» TEXT PROVIDED
No longer strangled. I didn't build it for anyone else.
If you can't improve it why waste your time?
My BMW probe came in yesterday. Tried to mock it up today. I thought it was a M10x1.5, it's not. It is actually a M14x1.5. That's a little bit of a problem. I've found that they do make a 3/8 to m14x1.5 adapter but it may as well be unobtainium.
Was out of town last night, didn't have a chance to pull up the info until this morning. Here's the specs from RockAuto's site:
VALEO Part # 820220 {#61311378073, B2623} Closing Temperature [°C]: 85; Shut-off Point [°C]: 93; Opening Temperature [°C]: 90; Switch Point [°C]: 98; Thread Size: 14x1.5
They don't have a great description of 61318361787 like the higher temp one, only the closing and opening temps of 80°C/88°C, respectively. It does share the same 14x1.5 thread.

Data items

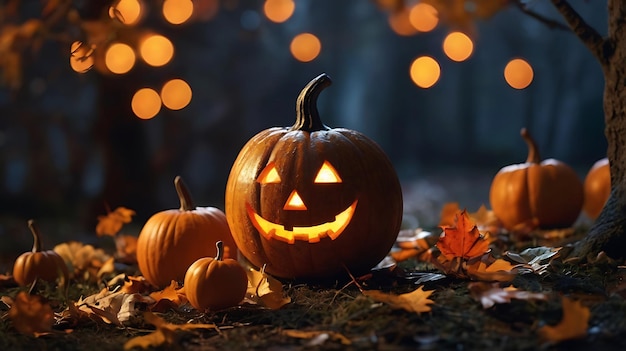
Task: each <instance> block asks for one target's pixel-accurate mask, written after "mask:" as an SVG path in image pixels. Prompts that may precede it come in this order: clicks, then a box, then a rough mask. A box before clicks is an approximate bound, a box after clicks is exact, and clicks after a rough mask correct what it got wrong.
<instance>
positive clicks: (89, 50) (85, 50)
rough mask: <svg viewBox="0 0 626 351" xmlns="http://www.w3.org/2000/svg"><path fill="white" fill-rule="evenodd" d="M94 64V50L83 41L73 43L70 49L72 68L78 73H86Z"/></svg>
mask: <svg viewBox="0 0 626 351" xmlns="http://www.w3.org/2000/svg"><path fill="white" fill-rule="evenodd" d="M93 64H94V59H93V48H92V47H90V46H87V45H85V44H84V43H83V42H81V41H75V42H73V43H72V46H71V47H70V67H72V69H73V70H74V71H76V72H78V73H85V72H87V71H89V70H90V69H91V68H92V67H93Z"/></svg>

» QUESTIONS ON THE MATERIAL
**a)** In the forum post about the BMW probe, what thread size did the probe turn out to have?
**b)** From the forum post about the BMW probe, copy the passage from "If you can't" up to and including "same 14x1.5 thread.".
**c)** Extend the forum post about the BMW probe, picking up right after its last sentence.

» RESULTS
**a)** It has an M14x1.5 thread.

**b)**
If you can't improve it why waste your time?
My BMW probe came in yesterday. Tried to mock it up today. I thought it was a M10x1.5, it's not. It is actually a M14x1.5. That's a little bit of a problem. I've found that they do make a 3/8 to m14x1.5 adapter but it may as well be unobtainium.
Was out of town last night, didn't have a chance to pull up the info until this morning. Here's the specs from RockAuto's site:
VALEO Part # 820220 {#61311378073, B2623} Closing Temperature [°C]: 85; Shut-off Point [°C]: 93; Opening Temperature [°C]: 90; Switch Point [°C]: 98; Thread Size: 14x1.5
They don't have a great description of 61318361787 like the higher temp one, only the closing and opening temps of 80°C/88°C, respectively. It does share the same 14x1.5 thread.

**c)**
I don't see a way to link directly to RockAuto's search results, everything is done via backend script and the main address stays the same. Just hit their site and punch in the part number above though and you'll get several options of manufacturers.
Autozone lists the probes as well, but they want something around $30/each instead of $11.
aa
Last edited by Cecil14 on Sun Mar 30, 2014 10:04 am, edited 1 time in total.
1983 J-10 - 4.6L(MPFI)/CS130D/Hydroboost/NV3550/D300/44/44/3.54/Disc-Disc/32s/42 gallon 'burb tank
Another thing you might be able to do - instead of using the radiator hose adapter you bought could you not use a piece of exhaust pipe and have an M14x1.5 bung welded on? I imagine you could get the tiny chunk of stainless exhaust you'd need pretty cheap. Can't imagine it would be that much to weld the bung on either.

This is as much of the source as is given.